TEXT SHOWN =>
# Clomid Ultrasound follicles ?



## OneProudMommy

I ovulated yesterday and today had an ultrasound to check my follicles. I'm a little confused on if my readings are good so hopefully you ladies can help. My Endo thickness was 1.5cm (is that too thick or good)? My left ovary had 3follicles measuring 1.5cm, 1.1cm, and 1.5cm. My right had 1 at 0.95cm. What's odd is I could have swore I Ovulated from my right side yesterday! I had sharp pains on my right ovary over a 3 hour period and today all pain is gone. Could the egg I ovulated not be detected on Ultrasound? The 0.95cm. follicle is way too small. Then my left follicles seem a little small as well. What do you think? Do I have a chance this month?


----------



## Dancingkaty1

if u def ov yesterday then the follicule wouldnt show on todays scan. when i went in 3 days after i got my smiley face the nurse said that my follicules were gone & that there was a bit of fluid in the uterus which indicates that the follicules def did release. im not sure about the lining sorry cant help with that. good luck, im sure u will get a BFP very soon xx


----------



## OneProudMommy

Thank you for your reply! I figured they couldn't see the follicle(s) that already ovulated. I def. O'd yesterday based off my temps this am. Isn't the follicle that releases the biggest? I always heard the lead (biggest) follicle pops. So if that's the case then I had one bigger than 15mm. Hmm.


----------



## muncho

sorry i disagree. it depends on how advanced the scanner is.

RAW DATA =>
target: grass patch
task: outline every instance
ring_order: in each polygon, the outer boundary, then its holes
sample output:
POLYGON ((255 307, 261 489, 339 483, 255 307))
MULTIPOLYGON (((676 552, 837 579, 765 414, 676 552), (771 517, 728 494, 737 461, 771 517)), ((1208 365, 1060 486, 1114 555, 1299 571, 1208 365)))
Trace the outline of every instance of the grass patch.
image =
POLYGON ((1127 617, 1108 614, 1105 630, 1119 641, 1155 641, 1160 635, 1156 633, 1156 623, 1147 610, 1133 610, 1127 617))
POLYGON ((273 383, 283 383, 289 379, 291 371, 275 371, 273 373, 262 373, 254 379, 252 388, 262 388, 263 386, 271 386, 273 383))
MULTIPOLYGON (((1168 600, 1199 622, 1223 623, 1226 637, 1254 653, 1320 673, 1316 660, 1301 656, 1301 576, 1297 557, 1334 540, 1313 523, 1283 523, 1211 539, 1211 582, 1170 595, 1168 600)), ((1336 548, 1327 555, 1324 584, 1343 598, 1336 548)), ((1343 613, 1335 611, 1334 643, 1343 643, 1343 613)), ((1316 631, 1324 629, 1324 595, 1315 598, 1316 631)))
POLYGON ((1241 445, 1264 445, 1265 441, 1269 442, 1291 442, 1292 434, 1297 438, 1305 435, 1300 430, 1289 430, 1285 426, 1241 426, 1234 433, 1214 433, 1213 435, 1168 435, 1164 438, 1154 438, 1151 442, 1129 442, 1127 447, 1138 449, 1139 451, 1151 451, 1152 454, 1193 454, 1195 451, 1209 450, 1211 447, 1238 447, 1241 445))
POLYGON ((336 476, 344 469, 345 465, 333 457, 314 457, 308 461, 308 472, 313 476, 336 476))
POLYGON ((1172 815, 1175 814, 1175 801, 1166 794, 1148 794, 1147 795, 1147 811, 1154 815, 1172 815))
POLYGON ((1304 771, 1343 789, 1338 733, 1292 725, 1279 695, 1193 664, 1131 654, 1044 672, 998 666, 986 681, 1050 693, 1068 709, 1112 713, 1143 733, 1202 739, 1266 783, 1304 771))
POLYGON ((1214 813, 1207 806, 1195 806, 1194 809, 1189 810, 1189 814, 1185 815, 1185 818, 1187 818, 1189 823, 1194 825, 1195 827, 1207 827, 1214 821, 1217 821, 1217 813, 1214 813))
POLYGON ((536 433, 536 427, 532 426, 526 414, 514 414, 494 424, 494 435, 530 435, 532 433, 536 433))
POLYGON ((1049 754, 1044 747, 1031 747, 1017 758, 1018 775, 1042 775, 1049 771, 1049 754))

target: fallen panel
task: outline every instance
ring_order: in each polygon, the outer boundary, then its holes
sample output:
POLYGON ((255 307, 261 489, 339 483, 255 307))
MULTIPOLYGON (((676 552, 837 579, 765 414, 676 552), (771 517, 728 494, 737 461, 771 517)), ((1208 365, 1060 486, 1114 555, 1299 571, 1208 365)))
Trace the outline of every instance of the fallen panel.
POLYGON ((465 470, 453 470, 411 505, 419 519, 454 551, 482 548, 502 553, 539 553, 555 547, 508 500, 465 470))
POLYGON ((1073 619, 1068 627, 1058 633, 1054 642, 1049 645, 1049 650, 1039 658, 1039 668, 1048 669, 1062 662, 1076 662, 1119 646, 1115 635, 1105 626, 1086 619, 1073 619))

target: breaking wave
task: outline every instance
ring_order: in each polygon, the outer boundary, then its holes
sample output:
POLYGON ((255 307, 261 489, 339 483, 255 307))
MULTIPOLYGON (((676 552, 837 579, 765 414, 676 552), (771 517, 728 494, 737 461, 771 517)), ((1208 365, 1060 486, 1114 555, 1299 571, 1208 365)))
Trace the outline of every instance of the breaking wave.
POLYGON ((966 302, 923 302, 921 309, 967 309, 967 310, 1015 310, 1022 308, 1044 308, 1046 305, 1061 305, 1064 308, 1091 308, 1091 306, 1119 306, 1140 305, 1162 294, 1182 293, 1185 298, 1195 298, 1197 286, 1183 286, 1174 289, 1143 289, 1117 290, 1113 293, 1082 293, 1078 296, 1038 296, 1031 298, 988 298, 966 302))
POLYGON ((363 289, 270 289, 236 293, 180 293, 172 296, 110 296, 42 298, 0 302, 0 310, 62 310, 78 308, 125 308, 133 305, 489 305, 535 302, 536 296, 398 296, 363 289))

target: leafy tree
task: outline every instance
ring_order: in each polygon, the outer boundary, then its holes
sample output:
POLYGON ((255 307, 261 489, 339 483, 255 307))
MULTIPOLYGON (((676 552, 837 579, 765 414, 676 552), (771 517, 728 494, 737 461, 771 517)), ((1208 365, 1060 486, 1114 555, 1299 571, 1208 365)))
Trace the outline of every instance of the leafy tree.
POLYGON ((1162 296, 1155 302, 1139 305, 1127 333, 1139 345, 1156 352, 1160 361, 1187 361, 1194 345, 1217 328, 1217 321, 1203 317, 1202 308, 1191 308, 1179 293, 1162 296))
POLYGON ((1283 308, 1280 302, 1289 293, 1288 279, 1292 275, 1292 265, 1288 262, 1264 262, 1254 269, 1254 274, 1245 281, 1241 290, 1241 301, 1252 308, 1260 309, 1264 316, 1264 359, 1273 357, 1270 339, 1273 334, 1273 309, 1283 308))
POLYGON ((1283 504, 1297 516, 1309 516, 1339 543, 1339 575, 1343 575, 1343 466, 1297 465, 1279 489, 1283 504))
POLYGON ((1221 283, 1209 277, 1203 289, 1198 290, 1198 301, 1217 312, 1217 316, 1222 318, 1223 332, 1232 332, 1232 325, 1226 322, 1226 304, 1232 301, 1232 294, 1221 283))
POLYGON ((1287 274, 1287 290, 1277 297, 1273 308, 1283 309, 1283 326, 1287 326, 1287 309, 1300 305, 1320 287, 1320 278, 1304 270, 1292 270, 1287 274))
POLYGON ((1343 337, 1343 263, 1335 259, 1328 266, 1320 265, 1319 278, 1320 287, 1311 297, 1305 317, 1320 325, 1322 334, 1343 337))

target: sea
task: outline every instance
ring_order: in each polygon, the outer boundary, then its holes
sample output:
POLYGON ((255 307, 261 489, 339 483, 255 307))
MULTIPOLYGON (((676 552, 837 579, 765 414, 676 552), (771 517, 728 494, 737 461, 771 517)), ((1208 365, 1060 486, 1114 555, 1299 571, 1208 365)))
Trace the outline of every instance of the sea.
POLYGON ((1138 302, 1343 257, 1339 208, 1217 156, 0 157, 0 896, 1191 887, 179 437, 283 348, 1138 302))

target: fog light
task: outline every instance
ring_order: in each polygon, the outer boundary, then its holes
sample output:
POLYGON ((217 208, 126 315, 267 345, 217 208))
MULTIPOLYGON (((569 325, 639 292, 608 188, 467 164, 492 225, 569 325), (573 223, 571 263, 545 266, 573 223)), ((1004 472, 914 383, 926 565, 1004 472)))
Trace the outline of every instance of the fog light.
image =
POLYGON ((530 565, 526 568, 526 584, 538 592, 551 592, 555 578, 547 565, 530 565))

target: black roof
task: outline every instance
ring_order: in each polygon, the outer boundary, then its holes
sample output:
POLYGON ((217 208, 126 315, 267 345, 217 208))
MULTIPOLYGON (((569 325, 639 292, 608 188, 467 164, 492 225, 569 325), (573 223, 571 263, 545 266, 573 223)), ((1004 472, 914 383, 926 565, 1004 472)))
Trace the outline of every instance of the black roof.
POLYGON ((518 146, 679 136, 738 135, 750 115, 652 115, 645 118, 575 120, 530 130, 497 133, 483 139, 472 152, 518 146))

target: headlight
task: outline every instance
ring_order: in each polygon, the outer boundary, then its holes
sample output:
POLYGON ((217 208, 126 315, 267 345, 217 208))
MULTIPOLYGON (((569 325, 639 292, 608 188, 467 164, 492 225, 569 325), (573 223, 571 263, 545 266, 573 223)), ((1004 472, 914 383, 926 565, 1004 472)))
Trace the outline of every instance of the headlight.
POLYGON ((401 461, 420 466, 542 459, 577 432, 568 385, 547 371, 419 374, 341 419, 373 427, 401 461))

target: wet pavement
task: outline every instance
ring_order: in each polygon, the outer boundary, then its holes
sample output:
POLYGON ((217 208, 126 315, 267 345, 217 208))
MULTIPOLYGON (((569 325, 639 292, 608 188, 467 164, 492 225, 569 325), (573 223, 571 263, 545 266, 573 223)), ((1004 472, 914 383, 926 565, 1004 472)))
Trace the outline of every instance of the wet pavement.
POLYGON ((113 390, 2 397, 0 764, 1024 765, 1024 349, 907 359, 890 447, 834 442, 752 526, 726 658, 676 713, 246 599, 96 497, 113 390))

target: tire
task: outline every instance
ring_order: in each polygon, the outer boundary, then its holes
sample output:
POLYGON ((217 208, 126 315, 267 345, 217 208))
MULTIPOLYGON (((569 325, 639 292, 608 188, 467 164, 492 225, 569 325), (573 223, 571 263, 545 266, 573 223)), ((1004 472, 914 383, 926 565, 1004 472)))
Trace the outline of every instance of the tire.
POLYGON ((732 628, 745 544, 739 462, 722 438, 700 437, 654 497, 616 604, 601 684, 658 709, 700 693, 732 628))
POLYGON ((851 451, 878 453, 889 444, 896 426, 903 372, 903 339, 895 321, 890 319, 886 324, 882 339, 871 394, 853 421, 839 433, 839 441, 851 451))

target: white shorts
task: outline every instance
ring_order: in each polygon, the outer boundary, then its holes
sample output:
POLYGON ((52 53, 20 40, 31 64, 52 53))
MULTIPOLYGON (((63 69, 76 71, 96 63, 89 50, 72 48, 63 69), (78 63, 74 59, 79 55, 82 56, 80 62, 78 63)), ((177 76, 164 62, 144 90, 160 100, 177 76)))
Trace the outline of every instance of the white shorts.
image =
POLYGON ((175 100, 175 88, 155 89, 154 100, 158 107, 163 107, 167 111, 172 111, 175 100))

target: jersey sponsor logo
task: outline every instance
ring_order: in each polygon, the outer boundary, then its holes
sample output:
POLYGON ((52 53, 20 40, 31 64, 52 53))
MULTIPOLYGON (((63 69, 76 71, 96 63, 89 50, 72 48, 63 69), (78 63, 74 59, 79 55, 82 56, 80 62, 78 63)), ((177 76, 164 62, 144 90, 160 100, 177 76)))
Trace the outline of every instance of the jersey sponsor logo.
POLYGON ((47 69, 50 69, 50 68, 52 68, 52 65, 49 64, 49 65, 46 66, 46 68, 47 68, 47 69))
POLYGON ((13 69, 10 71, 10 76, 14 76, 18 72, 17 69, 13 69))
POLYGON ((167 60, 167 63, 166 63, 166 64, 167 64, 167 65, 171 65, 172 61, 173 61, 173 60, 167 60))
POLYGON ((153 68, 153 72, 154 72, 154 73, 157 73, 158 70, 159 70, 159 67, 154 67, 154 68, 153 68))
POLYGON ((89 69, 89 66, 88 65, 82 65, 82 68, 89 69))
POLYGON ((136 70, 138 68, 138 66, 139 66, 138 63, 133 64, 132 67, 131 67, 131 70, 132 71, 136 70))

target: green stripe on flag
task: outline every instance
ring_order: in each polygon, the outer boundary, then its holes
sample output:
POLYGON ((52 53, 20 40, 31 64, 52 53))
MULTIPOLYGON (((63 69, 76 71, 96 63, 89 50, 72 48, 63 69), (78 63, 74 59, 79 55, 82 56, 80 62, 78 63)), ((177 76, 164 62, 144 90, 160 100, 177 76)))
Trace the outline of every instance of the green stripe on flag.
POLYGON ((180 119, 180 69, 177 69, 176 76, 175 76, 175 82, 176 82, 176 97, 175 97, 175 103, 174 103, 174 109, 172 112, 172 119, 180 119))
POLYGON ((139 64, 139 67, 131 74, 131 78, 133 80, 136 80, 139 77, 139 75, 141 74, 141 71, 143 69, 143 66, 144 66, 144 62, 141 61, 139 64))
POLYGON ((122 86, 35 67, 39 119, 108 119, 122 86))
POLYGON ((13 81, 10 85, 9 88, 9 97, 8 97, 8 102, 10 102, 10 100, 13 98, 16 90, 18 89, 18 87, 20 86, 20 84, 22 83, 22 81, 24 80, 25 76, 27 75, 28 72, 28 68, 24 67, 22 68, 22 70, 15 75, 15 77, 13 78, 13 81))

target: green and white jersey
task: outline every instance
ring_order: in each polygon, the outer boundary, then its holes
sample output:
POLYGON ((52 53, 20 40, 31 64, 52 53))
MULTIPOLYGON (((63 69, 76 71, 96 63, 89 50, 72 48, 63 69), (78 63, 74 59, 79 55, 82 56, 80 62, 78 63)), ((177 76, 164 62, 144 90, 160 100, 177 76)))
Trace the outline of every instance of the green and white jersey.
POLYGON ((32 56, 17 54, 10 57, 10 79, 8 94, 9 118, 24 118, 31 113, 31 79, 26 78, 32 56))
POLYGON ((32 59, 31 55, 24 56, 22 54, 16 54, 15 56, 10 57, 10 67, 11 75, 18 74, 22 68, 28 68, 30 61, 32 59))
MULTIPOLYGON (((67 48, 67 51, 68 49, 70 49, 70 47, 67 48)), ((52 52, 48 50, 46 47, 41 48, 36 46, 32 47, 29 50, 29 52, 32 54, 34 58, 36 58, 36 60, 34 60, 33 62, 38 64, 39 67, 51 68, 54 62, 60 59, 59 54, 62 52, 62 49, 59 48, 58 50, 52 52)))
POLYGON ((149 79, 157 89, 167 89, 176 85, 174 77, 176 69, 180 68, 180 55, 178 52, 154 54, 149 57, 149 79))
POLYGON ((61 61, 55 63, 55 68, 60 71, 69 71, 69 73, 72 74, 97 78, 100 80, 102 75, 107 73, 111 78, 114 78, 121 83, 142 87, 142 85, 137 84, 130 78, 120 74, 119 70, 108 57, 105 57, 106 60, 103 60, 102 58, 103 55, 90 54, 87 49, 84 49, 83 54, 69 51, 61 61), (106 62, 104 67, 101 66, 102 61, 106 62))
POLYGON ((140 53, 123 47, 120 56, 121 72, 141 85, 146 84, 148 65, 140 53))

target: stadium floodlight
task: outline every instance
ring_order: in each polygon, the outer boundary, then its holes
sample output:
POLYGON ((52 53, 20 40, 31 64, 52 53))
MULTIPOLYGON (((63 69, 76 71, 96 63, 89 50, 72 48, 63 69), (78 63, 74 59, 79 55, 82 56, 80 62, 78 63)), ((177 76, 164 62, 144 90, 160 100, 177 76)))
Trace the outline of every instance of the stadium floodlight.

EXPLORE THE MATERIAL =>
1. In the forum thread on Clomid ultrasound follicles, what did the nurse say the fluid in the uterus indicated?
2. Continue the forum thread on Clomid ultrasound follicles from the point where it stops.

OUTPUTS IN ORDER =>
1. That the follicles had definitely released.

2.
i went to Norway after i ovulated, the consultant told me i had ovulated from the left side. i saw on the screen my left ovary had different colours which i assume were my follicles

i dont know if my cons in the uk had the same machine - i dont think so as i have seen him after i have iv and he never mentioned it

i see you are in the US..depends on the machines your doc has..


----------



## OneProudMommy

Thanks.

It's not a high tech one, 2D.


----------



## OneProudMommy

I found this on lining. I guess 15mm is good!

A total of 2464 cycles were analysed. Pregnancy rate (PR) was 35.8%. PR increased linearly (r = 0.864) from 29.4% among patients with a lining of less than or equal to 6 mm, to 44.4% among patients with a lining of greater than or equal to 17 mm. ROC showed that endometrial thickness is not a good predictor of PR, so a definite cut-off value could not be established (AUC = 0.55).


----------



## sparkle83

on the u/s they should see a fluid filled sac which resembles a follicle called the corpus luteum which is the remnants of the follicle the egg was contained in. It's this corpus luteum that is responsible for the post ov progesterone. if they didnt see this, then no, you havent O'd yet. They should have been able to tell the differnce.

usually follicles rupture at 2-2.5 cm. what did they say in terms of when to expect O?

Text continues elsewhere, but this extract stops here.